**Exercise instructions**:
(a) In the forum thread on retro robot kits, which two robots does the first post name as the only ones done in styrene?
(b) Duplicate the part of the forum thread on retro robot kits starting at "I always liked" and ending at "might be good.".

**Text provided**:
-- start --

# Retro Robots.....the great untapped market?



## SUNGOD (Jan 20, 2006)

We've got some neat retro rockets, UFO's and a Nautilus from Pegasus and Atlantis but no company has yet done any retro robots. The only ones I can think of that have been done in styrene are Robby the Robot and the B9.


I'd love to have some robots from Sky Captain in particular but obviously there's old shows like Undersea Kingdom and others. I know Robby and the B9 are probably the most famous old robots but there could be a market if old rocketships and UFO's sell.


----------



## Mark McGovern (Apr 25, 1999)

Right on, S.G.! How about Tobor the Great,​









the Annihilatons [from _Flash Gordon Conquers the Universe_ (1940],










Bela Lugosi's goofy robot from _The Phantom Creeps_ (1939),









or The Colossus of New York?










Some of these goons have been kitted, but never as injection-molded kits in the same 1/11 scale as The LiS Robot and Robby.​




​


----------



## ThingMaker (Feb 22, 2014)

I agree. I'd LOVE some retro robots (preferably 1/6 scale).


----------



## Y3a (Jan 18, 2001)

Maybe even "John" from "Voyage to a prehistoric Planet"?


----------



## djnick66 (May 2, 2008)

The OP won't like it but most of those are available in resin...

I'd go for some in plastic though. Some would be pretty cool. It makes you wonder when a kit company puts out a Gorilla in a propeller beanie. I would think a cool robot would sell just as well. 

I always liked Box from Logan's Run.


----------



## portland182 (Jul 19, 2003)

Some more suggestions

Captain Proton's Robot - based on the Republic serials Robot, might be good.

The Iron Giant

Sentinels from the Matrix series

Gort

Cops from THX 1138

Johnny 5 from Short Circuit

Johnny Cab from Total Recall - cross over car / robot kit

An accurate Maria from Metropolis - seems to be hard to get right

Jim


----------



## TAY666 (Jan 8, 2000)

djnick66 said:


> It makes you wonder when a kit company puts out a Gorilla in a propeller beanie. I would think a cool robot would sell just as well.


Yeah, but would a robot present all these different possibilities?
http://www.tylisaari.com/models/gallery/ms/other/kogar.htm


----------



## starduster (Feb 12, 2006)

-- end --

**Listed entries**:
-- start --

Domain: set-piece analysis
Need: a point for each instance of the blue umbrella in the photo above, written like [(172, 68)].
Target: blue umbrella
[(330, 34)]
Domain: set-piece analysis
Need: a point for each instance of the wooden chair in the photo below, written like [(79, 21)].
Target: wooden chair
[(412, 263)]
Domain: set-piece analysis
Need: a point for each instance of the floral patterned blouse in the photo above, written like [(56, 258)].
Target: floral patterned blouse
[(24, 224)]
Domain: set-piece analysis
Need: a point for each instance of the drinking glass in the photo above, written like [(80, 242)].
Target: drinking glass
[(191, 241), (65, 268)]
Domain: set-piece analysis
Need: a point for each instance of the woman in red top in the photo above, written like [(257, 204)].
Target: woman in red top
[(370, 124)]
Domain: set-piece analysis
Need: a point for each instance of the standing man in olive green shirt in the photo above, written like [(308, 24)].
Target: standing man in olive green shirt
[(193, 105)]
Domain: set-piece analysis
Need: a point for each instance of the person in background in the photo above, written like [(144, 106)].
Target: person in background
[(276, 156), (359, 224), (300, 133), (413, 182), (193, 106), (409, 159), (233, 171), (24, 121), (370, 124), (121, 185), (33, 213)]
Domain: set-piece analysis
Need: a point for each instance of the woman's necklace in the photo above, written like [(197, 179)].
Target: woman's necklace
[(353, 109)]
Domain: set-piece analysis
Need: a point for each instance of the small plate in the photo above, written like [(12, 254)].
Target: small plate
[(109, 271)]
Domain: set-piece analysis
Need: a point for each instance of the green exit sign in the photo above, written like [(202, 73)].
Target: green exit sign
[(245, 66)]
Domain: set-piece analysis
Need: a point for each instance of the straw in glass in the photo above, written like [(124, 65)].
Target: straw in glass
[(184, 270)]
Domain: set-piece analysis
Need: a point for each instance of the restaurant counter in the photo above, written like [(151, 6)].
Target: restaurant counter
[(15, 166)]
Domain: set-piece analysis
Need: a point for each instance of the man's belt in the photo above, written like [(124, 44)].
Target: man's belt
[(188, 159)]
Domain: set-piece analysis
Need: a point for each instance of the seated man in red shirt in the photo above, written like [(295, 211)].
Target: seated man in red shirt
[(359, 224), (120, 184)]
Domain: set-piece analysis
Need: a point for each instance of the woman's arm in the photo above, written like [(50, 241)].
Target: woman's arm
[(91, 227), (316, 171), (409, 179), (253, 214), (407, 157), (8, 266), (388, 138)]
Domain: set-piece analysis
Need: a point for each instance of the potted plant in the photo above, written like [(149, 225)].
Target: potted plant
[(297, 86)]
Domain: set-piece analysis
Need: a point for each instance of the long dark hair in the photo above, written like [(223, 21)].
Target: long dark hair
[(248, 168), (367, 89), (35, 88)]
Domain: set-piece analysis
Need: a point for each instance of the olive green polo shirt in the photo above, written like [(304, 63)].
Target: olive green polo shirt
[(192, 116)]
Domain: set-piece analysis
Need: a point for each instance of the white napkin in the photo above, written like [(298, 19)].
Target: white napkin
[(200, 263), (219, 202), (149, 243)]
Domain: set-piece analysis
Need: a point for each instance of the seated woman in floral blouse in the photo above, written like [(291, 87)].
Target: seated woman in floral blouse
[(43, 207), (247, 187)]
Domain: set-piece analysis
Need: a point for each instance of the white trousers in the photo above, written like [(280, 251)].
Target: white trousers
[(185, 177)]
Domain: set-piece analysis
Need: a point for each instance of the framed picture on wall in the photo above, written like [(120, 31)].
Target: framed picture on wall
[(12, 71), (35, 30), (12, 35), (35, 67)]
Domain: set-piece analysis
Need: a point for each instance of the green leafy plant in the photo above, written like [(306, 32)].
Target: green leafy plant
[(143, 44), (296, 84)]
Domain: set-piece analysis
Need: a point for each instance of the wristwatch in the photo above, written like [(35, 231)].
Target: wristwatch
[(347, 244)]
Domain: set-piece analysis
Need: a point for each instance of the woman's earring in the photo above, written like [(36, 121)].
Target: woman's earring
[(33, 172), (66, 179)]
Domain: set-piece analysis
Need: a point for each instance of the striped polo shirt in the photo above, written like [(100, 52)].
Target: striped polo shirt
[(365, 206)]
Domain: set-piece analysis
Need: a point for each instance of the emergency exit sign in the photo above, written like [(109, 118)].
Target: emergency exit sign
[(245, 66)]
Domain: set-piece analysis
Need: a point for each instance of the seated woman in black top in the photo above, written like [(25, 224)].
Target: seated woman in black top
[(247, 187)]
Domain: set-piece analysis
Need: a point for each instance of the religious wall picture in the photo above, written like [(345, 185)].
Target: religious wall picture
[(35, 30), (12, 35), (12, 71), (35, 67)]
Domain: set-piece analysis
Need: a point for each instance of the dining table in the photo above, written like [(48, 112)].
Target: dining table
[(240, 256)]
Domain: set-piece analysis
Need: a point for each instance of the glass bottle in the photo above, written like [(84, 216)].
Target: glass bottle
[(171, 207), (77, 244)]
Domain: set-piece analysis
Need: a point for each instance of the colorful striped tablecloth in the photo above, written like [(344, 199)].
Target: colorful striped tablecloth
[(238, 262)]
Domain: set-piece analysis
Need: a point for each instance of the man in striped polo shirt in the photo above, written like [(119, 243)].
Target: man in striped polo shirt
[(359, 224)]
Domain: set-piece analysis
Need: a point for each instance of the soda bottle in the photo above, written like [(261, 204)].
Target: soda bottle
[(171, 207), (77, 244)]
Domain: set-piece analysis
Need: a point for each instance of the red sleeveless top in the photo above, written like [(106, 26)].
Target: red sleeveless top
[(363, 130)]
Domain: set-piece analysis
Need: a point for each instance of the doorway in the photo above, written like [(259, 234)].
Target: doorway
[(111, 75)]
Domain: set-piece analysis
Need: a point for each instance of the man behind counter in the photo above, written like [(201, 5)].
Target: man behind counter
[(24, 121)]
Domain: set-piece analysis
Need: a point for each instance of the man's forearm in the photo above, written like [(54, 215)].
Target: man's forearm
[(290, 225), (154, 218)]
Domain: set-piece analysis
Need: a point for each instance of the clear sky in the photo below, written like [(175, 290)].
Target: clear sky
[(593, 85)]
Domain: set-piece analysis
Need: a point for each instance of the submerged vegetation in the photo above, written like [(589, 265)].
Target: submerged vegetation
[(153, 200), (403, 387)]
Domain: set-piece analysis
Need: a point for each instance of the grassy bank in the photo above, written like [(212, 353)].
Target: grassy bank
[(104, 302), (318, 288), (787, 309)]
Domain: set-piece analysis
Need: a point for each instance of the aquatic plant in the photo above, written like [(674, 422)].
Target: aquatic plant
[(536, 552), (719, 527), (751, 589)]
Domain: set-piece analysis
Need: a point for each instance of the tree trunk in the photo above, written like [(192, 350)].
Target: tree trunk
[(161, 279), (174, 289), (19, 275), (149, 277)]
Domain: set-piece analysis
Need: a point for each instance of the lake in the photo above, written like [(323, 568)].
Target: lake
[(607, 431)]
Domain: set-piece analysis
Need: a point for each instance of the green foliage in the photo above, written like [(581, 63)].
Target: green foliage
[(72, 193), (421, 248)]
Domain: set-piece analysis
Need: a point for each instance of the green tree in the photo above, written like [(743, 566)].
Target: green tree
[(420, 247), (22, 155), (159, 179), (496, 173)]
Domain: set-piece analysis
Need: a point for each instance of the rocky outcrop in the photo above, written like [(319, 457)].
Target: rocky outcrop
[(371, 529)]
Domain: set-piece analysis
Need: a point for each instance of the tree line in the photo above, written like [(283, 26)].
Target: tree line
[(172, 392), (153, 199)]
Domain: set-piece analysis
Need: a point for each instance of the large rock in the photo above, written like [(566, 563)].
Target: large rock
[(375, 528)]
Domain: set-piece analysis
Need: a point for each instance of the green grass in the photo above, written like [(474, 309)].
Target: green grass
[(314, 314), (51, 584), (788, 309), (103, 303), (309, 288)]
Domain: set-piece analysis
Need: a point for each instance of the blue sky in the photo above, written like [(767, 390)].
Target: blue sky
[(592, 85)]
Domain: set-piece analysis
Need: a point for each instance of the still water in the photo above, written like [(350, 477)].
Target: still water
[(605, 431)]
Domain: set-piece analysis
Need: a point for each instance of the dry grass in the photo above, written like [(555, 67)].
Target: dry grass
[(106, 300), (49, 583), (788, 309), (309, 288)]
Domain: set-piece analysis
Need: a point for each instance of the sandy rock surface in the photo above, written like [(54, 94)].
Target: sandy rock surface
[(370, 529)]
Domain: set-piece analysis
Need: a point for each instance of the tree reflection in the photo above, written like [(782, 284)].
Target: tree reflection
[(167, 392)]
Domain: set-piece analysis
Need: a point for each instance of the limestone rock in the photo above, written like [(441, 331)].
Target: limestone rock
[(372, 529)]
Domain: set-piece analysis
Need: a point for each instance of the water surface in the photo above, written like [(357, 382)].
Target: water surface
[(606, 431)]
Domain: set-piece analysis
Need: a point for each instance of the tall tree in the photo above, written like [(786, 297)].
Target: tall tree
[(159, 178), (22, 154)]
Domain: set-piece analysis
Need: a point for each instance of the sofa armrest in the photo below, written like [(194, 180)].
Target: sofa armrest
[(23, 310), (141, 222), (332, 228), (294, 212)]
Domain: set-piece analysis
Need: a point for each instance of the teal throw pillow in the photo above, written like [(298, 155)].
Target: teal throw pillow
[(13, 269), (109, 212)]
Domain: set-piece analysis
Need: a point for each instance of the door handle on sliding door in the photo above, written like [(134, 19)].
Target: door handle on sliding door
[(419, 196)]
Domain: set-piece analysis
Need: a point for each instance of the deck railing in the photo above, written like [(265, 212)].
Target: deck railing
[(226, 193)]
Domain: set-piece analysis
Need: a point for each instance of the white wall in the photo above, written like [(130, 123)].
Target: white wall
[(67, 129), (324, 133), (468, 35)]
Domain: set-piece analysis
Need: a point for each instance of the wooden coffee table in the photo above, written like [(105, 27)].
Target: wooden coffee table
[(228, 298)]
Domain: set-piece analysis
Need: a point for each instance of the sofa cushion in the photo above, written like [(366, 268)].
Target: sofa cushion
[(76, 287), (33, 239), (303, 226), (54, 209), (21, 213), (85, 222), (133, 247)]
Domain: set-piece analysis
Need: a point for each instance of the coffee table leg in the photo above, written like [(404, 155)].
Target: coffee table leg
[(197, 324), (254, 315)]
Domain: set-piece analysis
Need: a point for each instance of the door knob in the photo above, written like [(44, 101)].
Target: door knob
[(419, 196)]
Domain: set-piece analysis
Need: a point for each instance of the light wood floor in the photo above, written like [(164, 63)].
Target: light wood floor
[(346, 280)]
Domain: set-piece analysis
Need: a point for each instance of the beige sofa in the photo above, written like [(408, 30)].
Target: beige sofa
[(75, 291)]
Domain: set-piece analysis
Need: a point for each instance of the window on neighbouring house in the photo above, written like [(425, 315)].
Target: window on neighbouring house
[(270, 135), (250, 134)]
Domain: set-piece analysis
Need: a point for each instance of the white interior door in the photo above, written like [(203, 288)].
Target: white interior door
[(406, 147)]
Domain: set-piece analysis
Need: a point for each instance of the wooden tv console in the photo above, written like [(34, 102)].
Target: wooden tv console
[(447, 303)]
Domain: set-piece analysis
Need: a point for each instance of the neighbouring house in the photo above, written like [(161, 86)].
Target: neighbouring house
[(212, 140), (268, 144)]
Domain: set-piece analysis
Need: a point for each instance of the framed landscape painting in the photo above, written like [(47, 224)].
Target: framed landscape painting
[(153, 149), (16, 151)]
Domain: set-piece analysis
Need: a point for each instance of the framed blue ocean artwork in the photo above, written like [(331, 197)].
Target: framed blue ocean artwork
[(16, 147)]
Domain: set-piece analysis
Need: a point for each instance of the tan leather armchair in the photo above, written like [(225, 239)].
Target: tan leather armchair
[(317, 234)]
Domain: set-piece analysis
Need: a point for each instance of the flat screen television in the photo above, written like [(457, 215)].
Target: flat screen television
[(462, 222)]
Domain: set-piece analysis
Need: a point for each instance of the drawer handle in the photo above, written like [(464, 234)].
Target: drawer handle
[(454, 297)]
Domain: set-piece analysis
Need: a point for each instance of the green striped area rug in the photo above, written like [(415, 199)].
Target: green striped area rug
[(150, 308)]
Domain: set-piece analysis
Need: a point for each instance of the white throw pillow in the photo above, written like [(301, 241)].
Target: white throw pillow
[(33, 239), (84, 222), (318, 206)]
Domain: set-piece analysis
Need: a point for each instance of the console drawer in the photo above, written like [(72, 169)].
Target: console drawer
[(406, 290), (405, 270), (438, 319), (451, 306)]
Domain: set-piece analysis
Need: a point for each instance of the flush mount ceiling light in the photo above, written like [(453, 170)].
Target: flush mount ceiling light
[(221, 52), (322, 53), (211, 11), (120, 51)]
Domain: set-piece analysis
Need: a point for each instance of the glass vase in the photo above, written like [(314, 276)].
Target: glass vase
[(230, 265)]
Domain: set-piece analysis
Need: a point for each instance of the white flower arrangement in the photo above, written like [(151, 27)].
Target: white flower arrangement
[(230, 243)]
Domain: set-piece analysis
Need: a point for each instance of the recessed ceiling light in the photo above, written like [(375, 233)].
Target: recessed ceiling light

-- end --

**Set of answers**:
(a) Robby the Robot and the B9.

(b)
I always liked Box from Logan's Run.


----------



## portland182 (Jul 19, 2003)

Some more suggestions

Captain Proton's Robot - based on the Republic serials Robot, might be good.